Source data
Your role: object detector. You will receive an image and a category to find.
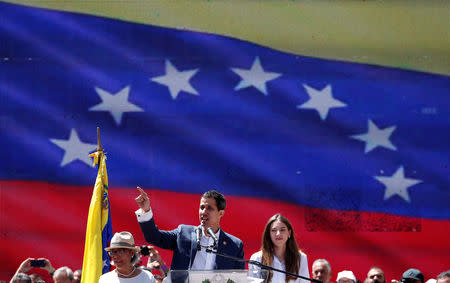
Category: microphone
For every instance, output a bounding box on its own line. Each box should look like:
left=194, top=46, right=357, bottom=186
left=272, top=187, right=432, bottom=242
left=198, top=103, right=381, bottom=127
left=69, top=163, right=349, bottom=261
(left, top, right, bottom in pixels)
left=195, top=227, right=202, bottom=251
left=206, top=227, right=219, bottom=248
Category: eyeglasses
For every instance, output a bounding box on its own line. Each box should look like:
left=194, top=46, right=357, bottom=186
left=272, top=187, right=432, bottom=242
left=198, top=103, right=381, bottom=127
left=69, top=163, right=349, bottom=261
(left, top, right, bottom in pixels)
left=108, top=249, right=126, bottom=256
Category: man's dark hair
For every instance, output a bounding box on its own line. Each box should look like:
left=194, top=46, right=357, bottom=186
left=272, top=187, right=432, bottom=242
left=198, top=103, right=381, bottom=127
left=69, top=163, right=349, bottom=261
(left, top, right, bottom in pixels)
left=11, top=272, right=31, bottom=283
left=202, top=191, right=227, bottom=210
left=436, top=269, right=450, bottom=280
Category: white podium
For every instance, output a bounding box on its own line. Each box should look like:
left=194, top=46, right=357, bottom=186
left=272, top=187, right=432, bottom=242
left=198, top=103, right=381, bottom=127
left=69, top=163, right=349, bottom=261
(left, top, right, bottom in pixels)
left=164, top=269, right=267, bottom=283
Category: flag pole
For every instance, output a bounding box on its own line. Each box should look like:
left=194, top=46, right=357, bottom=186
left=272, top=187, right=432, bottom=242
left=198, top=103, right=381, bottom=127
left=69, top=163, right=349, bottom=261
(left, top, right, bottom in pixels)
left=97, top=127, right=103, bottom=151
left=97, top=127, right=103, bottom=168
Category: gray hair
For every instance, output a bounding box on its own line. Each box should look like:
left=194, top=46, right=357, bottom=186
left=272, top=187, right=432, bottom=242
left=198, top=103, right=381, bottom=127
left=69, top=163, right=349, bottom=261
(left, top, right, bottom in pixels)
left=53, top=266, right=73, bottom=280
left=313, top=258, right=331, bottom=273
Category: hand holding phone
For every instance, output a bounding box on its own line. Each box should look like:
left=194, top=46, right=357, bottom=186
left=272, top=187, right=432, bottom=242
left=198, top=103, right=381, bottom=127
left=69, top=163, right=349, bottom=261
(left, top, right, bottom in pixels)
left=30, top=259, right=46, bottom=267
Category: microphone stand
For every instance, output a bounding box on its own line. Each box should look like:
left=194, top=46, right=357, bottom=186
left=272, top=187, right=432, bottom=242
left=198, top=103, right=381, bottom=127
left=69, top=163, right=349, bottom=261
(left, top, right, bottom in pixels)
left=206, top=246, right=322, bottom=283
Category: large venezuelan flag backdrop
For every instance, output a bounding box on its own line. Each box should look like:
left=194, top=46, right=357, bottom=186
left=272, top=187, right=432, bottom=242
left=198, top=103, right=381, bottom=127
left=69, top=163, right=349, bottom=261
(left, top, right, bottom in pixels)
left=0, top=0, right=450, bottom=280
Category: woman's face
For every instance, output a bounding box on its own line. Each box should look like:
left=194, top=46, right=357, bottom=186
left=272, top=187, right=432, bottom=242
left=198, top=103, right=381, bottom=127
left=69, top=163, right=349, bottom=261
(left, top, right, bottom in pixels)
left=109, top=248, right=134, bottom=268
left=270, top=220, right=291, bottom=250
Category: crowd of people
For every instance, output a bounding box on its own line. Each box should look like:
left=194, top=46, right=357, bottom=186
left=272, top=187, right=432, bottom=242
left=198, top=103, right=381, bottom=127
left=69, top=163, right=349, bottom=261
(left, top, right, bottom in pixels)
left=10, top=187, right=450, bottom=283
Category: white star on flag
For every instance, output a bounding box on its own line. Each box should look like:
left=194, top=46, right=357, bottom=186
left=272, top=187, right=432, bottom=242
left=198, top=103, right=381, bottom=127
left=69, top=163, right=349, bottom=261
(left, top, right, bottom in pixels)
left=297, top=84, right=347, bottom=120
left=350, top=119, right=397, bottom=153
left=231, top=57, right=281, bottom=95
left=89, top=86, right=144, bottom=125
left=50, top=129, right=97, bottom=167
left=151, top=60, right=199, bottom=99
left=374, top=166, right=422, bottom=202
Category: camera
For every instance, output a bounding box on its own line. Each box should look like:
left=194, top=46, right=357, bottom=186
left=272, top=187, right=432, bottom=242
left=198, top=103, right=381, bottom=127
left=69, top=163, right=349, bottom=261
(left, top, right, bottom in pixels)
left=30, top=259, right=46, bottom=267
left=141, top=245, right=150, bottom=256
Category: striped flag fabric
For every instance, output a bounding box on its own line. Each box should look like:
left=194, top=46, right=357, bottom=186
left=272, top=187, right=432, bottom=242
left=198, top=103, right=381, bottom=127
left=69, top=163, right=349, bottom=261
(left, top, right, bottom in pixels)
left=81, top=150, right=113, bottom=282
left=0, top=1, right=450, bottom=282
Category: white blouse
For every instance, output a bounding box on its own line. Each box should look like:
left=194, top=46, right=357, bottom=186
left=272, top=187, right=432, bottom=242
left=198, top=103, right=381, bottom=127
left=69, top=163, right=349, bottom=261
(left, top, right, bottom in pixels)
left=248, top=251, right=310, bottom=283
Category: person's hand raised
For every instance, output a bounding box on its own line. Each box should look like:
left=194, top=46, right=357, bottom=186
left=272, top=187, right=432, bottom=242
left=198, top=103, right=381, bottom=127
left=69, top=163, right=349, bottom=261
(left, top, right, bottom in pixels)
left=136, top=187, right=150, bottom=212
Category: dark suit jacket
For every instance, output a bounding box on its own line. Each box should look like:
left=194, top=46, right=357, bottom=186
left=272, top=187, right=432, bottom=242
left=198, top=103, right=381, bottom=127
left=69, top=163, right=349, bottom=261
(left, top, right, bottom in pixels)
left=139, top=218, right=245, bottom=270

**EXERCISE OBJECTIVE:**
Reproduce every entry exactly, but omit each picture.

**RESULT:**
Your role: object detector. You will receive an image and a category to find.
Category: microphone
For every instance, output a bounding box on its own line. Each box should look like:
left=194, top=46, right=357, bottom=186
left=272, top=187, right=432, bottom=242
left=198, top=103, right=381, bottom=127
left=69, top=163, right=349, bottom=261
(left, top, right, bottom in pixels)
left=195, top=227, right=202, bottom=251
left=206, top=227, right=219, bottom=248
Category: eyeglasses
For every instance, output a bounding box on its own line. Each box should look like:
left=194, top=46, right=357, bottom=186
left=272, top=187, right=432, bottom=242
left=198, top=103, right=381, bottom=127
left=69, top=163, right=349, bottom=261
(left, top, right, bottom in pixels)
left=108, top=249, right=126, bottom=256
Category: man's dark hair
For every instance, output a bounding box on its own line. Each box should look like:
left=194, top=46, right=357, bottom=186
left=272, top=187, right=432, bottom=242
left=198, top=103, right=381, bottom=127
left=69, top=163, right=349, bottom=261
(left, top, right, bottom in pixels)
left=11, top=272, right=31, bottom=283
left=202, top=191, right=227, bottom=210
left=436, top=269, right=450, bottom=280
Category: white podium
For every instance, output a bounding box on its own line. Each box should look like:
left=194, top=46, right=357, bottom=186
left=272, top=187, right=432, bottom=242
left=198, top=103, right=381, bottom=127
left=69, top=163, right=349, bottom=261
(left, top, right, bottom in pixels)
left=164, top=269, right=267, bottom=283
Category: flag pole
For every instance, output a bounding box on its own line. Each box should look like:
left=194, top=46, right=357, bottom=186
left=272, top=187, right=432, bottom=242
left=198, top=103, right=381, bottom=127
left=69, top=163, right=349, bottom=261
(left, top, right, bottom in pixels)
left=97, top=127, right=103, bottom=151
left=97, top=127, right=103, bottom=168
Category: gray hair
For every instance, output a bounding box on its own line. Each box should look like:
left=194, top=46, right=357, bottom=186
left=272, top=187, right=432, bottom=242
left=198, top=103, right=381, bottom=127
left=69, top=163, right=349, bottom=261
(left, top, right, bottom in pixels)
left=53, top=266, right=73, bottom=280
left=313, top=258, right=331, bottom=273
Category: hand holding phone
For every instance, output a bounding box on its own line. Each box should look like:
left=194, top=46, right=357, bottom=186
left=272, top=187, right=432, bottom=242
left=198, top=103, right=381, bottom=127
left=69, top=163, right=349, bottom=261
(left, top, right, bottom in pixels)
left=30, top=259, right=46, bottom=267
Category: microphone stand
For every instance, output a bounding box on its own line. Each box should look like:
left=194, top=46, right=357, bottom=186
left=272, top=187, right=432, bottom=242
left=198, top=103, right=381, bottom=127
left=69, top=163, right=349, bottom=261
(left, top, right, bottom in pixels)
left=206, top=246, right=322, bottom=283
Category: large venezuelan flag backdrop
For every instance, output a bounding box on its own line. Each box should look like:
left=194, top=46, right=357, bottom=186
left=272, top=187, right=432, bottom=242
left=198, top=103, right=381, bottom=127
left=69, top=163, right=349, bottom=261
(left, top, right, bottom in pixels)
left=0, top=0, right=450, bottom=280
Category: woman's face
For every instance, output a bounding box on its own line. Each box should look like:
left=194, top=46, right=357, bottom=186
left=272, top=187, right=432, bottom=242
left=198, top=103, right=381, bottom=127
left=69, top=163, right=349, bottom=261
(left, top, right, bottom in pixels)
left=109, top=248, right=134, bottom=268
left=270, top=220, right=291, bottom=250
Category: crowd of people
For every instance, output a bounding box on its own line. Each box should look like:
left=194, top=46, right=357, bottom=186
left=272, top=187, right=432, bottom=242
left=198, top=103, right=381, bottom=127
left=69, top=163, right=349, bottom=261
(left, top, right, bottom in pixels)
left=10, top=187, right=450, bottom=283
Category: white star on flag
For every instance, output a bounding box on its own line. Each box should look like:
left=194, top=46, right=357, bottom=186
left=272, top=187, right=432, bottom=242
left=198, top=103, right=381, bottom=127
left=69, top=163, right=349, bottom=261
(left, top, right, bottom in pixels)
left=297, top=84, right=347, bottom=120
left=350, top=119, right=397, bottom=153
left=231, top=57, right=281, bottom=95
left=89, top=86, right=144, bottom=125
left=50, top=129, right=97, bottom=167
left=151, top=60, right=199, bottom=99
left=374, top=166, right=422, bottom=202
Category: camera
For every instance, output a bounding box on its own line. Each box should look like:
left=194, top=46, right=357, bottom=186
left=272, top=187, right=432, bottom=242
left=198, top=103, right=381, bottom=127
left=69, top=163, right=349, bottom=261
(left, top, right, bottom in pixels)
left=30, top=259, right=46, bottom=267
left=141, top=245, right=150, bottom=256
Category: striped flag fabric
For every instance, output a bounding box on its own line. Each box should look like:
left=194, top=46, right=357, bottom=186
left=272, top=187, right=432, bottom=242
left=198, top=103, right=381, bottom=127
left=69, top=163, right=349, bottom=261
(left, top, right, bottom in pixels)
left=81, top=150, right=113, bottom=282
left=0, top=1, right=450, bottom=282
Category: white blouse
For every instance, output a bounding box on its own line. Each box should look like:
left=194, top=46, right=357, bottom=186
left=272, top=187, right=432, bottom=242
left=198, top=103, right=381, bottom=127
left=69, top=163, right=349, bottom=261
(left, top, right, bottom in pixels)
left=248, top=251, right=310, bottom=283
Category: person's hand raised
For every instance, output a bounding box on its own line. Each box should look like:
left=194, top=46, right=357, bottom=186
left=272, top=187, right=432, bottom=242
left=198, top=103, right=381, bottom=127
left=69, top=163, right=349, bottom=261
(left, top, right, bottom in pixels)
left=136, top=187, right=150, bottom=212
Category: dark suit jacket
For every instance, output a bounding box on its own line. Each box should look like:
left=194, top=46, right=357, bottom=186
left=272, top=187, right=432, bottom=242
left=198, top=103, right=381, bottom=127
left=69, top=163, right=349, bottom=261
(left, top, right, bottom in pixels)
left=139, top=218, right=245, bottom=270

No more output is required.